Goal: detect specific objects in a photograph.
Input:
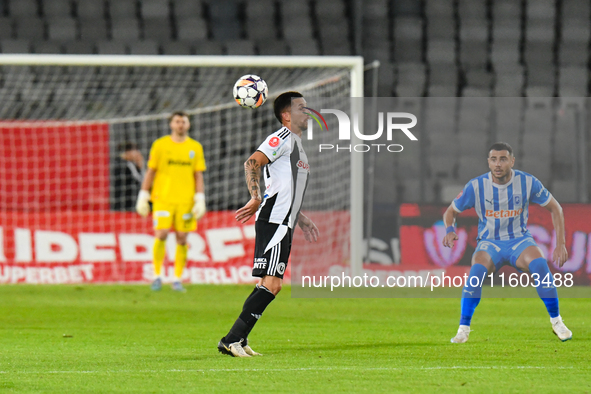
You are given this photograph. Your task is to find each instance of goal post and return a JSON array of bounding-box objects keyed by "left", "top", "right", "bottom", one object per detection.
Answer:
[{"left": 0, "top": 54, "right": 364, "bottom": 283}]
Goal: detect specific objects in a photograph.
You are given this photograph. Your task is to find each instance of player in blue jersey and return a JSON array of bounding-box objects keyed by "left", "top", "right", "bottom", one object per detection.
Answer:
[{"left": 442, "top": 142, "right": 572, "bottom": 343}]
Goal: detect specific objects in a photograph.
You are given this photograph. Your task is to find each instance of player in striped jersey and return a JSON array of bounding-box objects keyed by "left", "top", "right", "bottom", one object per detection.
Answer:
[
  {"left": 218, "top": 92, "right": 319, "bottom": 357},
  {"left": 443, "top": 142, "right": 572, "bottom": 343}
]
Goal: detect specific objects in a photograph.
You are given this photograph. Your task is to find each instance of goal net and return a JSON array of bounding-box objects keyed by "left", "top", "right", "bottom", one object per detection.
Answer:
[{"left": 0, "top": 55, "right": 363, "bottom": 285}]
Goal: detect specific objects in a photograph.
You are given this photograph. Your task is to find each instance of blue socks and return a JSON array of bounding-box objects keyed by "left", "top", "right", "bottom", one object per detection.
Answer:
[
  {"left": 529, "top": 257, "right": 560, "bottom": 318},
  {"left": 460, "top": 264, "right": 488, "bottom": 326}
]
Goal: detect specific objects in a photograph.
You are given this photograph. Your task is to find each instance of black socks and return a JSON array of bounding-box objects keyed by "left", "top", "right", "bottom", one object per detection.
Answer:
[{"left": 225, "top": 285, "right": 276, "bottom": 343}]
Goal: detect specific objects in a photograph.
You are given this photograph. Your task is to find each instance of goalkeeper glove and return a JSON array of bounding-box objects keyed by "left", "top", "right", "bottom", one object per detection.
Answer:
[
  {"left": 135, "top": 190, "right": 151, "bottom": 217},
  {"left": 192, "top": 192, "right": 206, "bottom": 220}
]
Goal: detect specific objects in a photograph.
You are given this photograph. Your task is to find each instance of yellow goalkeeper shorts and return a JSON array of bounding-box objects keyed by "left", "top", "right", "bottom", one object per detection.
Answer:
[{"left": 152, "top": 201, "right": 197, "bottom": 232}]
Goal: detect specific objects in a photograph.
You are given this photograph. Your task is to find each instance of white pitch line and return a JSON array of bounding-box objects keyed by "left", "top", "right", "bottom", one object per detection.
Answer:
[{"left": 0, "top": 366, "right": 578, "bottom": 375}]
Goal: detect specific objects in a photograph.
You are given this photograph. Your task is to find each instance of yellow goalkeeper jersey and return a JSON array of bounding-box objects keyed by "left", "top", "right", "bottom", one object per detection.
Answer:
[{"left": 147, "top": 135, "right": 206, "bottom": 204}]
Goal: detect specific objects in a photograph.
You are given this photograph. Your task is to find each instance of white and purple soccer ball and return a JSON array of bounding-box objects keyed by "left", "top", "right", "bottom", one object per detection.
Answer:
[{"left": 233, "top": 74, "right": 268, "bottom": 109}]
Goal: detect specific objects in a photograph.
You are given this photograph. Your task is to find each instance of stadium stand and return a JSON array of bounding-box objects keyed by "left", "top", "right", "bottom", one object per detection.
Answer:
[{"left": 0, "top": 0, "right": 588, "bottom": 202}]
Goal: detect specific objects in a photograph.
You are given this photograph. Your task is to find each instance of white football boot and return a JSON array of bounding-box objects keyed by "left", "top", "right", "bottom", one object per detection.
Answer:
[
  {"left": 551, "top": 316, "right": 572, "bottom": 342},
  {"left": 218, "top": 338, "right": 251, "bottom": 357},
  {"left": 450, "top": 325, "right": 471, "bottom": 343}
]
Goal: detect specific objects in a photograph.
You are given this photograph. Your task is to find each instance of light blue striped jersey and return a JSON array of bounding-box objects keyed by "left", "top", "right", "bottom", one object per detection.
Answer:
[{"left": 452, "top": 169, "right": 552, "bottom": 241}]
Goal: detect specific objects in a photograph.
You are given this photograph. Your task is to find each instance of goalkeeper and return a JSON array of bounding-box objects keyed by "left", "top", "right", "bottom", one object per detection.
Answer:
[{"left": 136, "top": 111, "right": 207, "bottom": 292}]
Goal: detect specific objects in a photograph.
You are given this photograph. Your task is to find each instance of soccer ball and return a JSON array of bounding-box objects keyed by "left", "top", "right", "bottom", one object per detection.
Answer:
[{"left": 233, "top": 75, "right": 268, "bottom": 109}]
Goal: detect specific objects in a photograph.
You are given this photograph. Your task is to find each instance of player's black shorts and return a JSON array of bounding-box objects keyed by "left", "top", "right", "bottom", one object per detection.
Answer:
[{"left": 252, "top": 220, "right": 292, "bottom": 279}]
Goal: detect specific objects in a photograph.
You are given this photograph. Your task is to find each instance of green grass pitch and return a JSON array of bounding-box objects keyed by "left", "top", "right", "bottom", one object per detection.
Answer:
[{"left": 0, "top": 285, "right": 589, "bottom": 393}]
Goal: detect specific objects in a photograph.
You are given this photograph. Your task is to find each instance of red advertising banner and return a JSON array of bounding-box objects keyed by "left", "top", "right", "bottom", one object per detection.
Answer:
[
  {"left": 398, "top": 204, "right": 591, "bottom": 285},
  {"left": 0, "top": 121, "right": 110, "bottom": 211},
  {"left": 0, "top": 211, "right": 259, "bottom": 284},
  {"left": 0, "top": 211, "right": 350, "bottom": 284}
]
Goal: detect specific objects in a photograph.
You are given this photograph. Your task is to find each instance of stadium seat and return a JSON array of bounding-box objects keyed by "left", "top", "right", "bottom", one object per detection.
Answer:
[
  {"left": 519, "top": 157, "right": 551, "bottom": 185},
  {"left": 8, "top": 0, "right": 39, "bottom": 17},
  {"left": 140, "top": 0, "right": 170, "bottom": 19},
  {"left": 14, "top": 17, "right": 45, "bottom": 40},
  {"left": 395, "top": 63, "right": 426, "bottom": 97},
  {"left": 491, "top": 39, "right": 520, "bottom": 67},
  {"left": 0, "top": 17, "right": 14, "bottom": 39},
  {"left": 315, "top": 0, "right": 346, "bottom": 19},
  {"left": 289, "top": 39, "right": 320, "bottom": 56},
  {"left": 561, "top": 20, "right": 590, "bottom": 44},
  {"left": 160, "top": 41, "right": 192, "bottom": 55},
  {"left": 364, "top": 18, "right": 389, "bottom": 41},
  {"left": 551, "top": 179, "right": 578, "bottom": 203},
  {"left": 111, "top": 18, "right": 141, "bottom": 41},
  {"left": 554, "top": 105, "right": 578, "bottom": 149},
  {"left": 143, "top": 17, "right": 172, "bottom": 41},
  {"left": 63, "top": 40, "right": 95, "bottom": 54},
  {"left": 429, "top": 64, "right": 458, "bottom": 93},
  {"left": 494, "top": 65, "right": 524, "bottom": 96},
  {"left": 426, "top": 17, "right": 455, "bottom": 40},
  {"left": 323, "top": 42, "right": 352, "bottom": 56},
  {"left": 0, "top": 38, "right": 31, "bottom": 53},
  {"left": 279, "top": 0, "right": 309, "bottom": 18},
  {"left": 492, "top": 23, "right": 521, "bottom": 42},
  {"left": 33, "top": 41, "right": 63, "bottom": 54},
  {"left": 562, "top": 0, "right": 591, "bottom": 19},
  {"left": 526, "top": 0, "right": 555, "bottom": 20},
  {"left": 256, "top": 39, "right": 289, "bottom": 56},
  {"left": 425, "top": 0, "right": 453, "bottom": 19},
  {"left": 393, "top": 17, "right": 422, "bottom": 62},
  {"left": 176, "top": 18, "right": 208, "bottom": 41},
  {"left": 193, "top": 40, "right": 224, "bottom": 55},
  {"left": 558, "top": 42, "right": 589, "bottom": 66},
  {"left": 464, "top": 69, "right": 493, "bottom": 91},
  {"left": 76, "top": 0, "right": 106, "bottom": 19},
  {"left": 526, "top": 20, "right": 555, "bottom": 43},
  {"left": 460, "top": 41, "right": 488, "bottom": 68},
  {"left": 427, "top": 40, "right": 456, "bottom": 64},
  {"left": 458, "top": 98, "right": 491, "bottom": 137},
  {"left": 319, "top": 21, "right": 349, "bottom": 44},
  {"left": 224, "top": 40, "right": 256, "bottom": 56},
  {"left": 458, "top": 0, "right": 486, "bottom": 20},
  {"left": 43, "top": 0, "right": 73, "bottom": 17},
  {"left": 559, "top": 66, "right": 588, "bottom": 97},
  {"left": 458, "top": 156, "right": 487, "bottom": 181},
  {"left": 129, "top": 40, "right": 160, "bottom": 55},
  {"left": 283, "top": 16, "right": 314, "bottom": 40},
  {"left": 245, "top": 20, "right": 276, "bottom": 41},
  {"left": 96, "top": 40, "right": 127, "bottom": 54},
  {"left": 79, "top": 18, "right": 108, "bottom": 41},
  {"left": 245, "top": 0, "right": 275, "bottom": 20},
  {"left": 47, "top": 18, "right": 78, "bottom": 42},
  {"left": 171, "top": 0, "right": 203, "bottom": 19},
  {"left": 109, "top": 0, "right": 138, "bottom": 20}
]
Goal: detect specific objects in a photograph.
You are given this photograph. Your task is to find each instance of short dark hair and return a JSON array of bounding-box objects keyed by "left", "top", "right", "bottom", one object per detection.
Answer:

» **Task requirements**:
Reproduce the data above word for word from its first line through the line that holds "player in blue", both ends included; skip pictures.

» **Written response**:
Goal: detect specific objects in a photograph.
Input:
You are given this photograph. Your task is to find each instance of goal post and return a JSON array of bounding-box objects keyed by "left", "top", "right", "bottom", one object per detection.
Answer:
[{"left": 0, "top": 54, "right": 364, "bottom": 283}]
Goal: detect specific objects in a photograph.
You are given this photograph. Your task is to find each instance of player in blue jersey and return a JSON array of bounding-box objects keyed by "left", "top", "right", "bottom", one object per detection.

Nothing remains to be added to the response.